# Input data
--- START ---

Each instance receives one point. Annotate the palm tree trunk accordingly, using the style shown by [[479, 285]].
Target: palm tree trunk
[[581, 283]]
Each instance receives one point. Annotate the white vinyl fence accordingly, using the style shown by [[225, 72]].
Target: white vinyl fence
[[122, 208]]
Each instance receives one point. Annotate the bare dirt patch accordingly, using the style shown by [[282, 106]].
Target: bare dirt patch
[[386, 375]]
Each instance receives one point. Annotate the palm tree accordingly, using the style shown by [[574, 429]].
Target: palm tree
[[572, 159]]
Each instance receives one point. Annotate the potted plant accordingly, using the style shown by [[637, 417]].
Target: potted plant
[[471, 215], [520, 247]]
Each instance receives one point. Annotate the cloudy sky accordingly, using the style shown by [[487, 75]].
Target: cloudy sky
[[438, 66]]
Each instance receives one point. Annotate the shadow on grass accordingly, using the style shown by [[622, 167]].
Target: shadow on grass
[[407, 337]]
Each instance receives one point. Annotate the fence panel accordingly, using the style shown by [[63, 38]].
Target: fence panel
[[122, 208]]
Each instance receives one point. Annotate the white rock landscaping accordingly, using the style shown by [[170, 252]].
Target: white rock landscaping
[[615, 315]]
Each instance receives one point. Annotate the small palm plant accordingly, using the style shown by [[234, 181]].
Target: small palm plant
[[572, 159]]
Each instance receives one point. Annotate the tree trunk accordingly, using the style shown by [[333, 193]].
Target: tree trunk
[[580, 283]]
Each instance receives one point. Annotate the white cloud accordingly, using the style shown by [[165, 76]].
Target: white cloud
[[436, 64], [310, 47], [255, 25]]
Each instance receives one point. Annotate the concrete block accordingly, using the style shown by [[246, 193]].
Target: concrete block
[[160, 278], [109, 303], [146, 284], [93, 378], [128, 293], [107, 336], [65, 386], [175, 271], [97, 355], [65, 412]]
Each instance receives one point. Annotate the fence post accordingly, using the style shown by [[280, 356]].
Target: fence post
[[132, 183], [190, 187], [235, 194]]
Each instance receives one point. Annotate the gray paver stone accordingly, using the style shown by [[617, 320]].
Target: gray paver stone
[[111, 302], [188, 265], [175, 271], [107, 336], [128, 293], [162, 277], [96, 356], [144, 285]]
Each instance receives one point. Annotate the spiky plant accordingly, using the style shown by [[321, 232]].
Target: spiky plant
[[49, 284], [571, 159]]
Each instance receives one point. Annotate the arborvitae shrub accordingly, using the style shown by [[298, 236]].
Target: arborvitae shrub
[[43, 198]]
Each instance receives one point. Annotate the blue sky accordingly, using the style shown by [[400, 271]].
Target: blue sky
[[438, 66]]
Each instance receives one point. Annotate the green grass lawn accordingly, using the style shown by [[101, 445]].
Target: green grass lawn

--- END ---

# Problem statement
Could you print all of the entries again exactly as they stand?

# Result
Each instance receives one point. Annotate the palm tree trunk accordingly, using the style shown by [[479, 285]].
Target: palm tree trunk
[[581, 283]]
Each instance receives one point. Annotate the white vinyl fence accordingly, using the style shown by [[225, 72]].
Target: white vinyl fence
[[122, 208]]
Each instance receives one point. Annotate the bare dirt patch accordingly, using the style shown by [[282, 106]].
Target: bare dirt patch
[[386, 375]]
Each instance receives one point. Annotate the palm tree accordingly, using the style shown by [[574, 429]].
Target: palm tree
[[572, 159]]
Each instance receives one point. Annotate the potted plant accordingly, using the style shown by [[637, 417]].
Target: potted plant
[[471, 215], [520, 247]]
Each instance receives one point. Annotate the cloudy sky accordingly, using the style shown by [[487, 75]].
Target: cloudy sky
[[438, 66]]
Each instance receives one point. Annotate the shadow on grass accordingly, using the style shown by [[622, 167]].
Target: shadow on grass
[[407, 337]]
Each instance receives one point. Annotate the fence panel accordingly, using the style shown by [[63, 38]].
Target: fence panel
[[122, 208]]
Each instance receives one point. Annotate the white rock landscaping accordingly, using the style shown by [[170, 252]].
Target: white rock landscaping
[[615, 315]]
Each instance receives one point. Annotate the small palm plant accordingly, using the style shown by [[234, 181]].
Target: small palm plant
[[572, 159]]
Each instance receives one point. Annotate the tree trunk accordingly, using the style shown by [[333, 193]].
Target: tree trunk
[[580, 283]]
Each instance receives one point. Annotate the white cloud accordingly, using the style shown by [[165, 76]].
Target: white cloud
[[436, 64], [310, 47], [255, 25]]
Each instance receives one point. Annotate the concrete block accordingly, using the style shown by [[246, 193]].
Target: concrete block
[[160, 278], [109, 303], [146, 284], [93, 378], [128, 293], [107, 336], [65, 386], [175, 271], [97, 355], [65, 412]]
Each instance receives one point. Annotate the fence post accordingly, using the style shown by [[280, 356]].
Target: fence post
[[132, 183], [190, 187], [235, 194]]
Each instance receives one point. Annotate the gray paver stone accordingly, using the style shown by [[617, 320]].
Target: gray paver stone
[[111, 302], [188, 265], [175, 271], [107, 336], [128, 293], [162, 277], [96, 356], [144, 285]]
Each instance receives one point. Annotate the spiky plant accordingly, using the style shown by [[321, 232]].
Target: spiky plant
[[49, 284], [571, 159]]
Each instance receives one point. Annotate the arborvitae shrub accordingly, using the style shown by [[298, 236]].
Target: arborvitae shrub
[[43, 198]]
Each instance receives one point. Annotate the blue sky accordingly, using the style shown by [[400, 271]].
Target: blue sky
[[438, 66]]
Each instance receives one point. Annotate the green grass lawn accordingly, using the style shown by [[101, 445]].
Target: green grass lawn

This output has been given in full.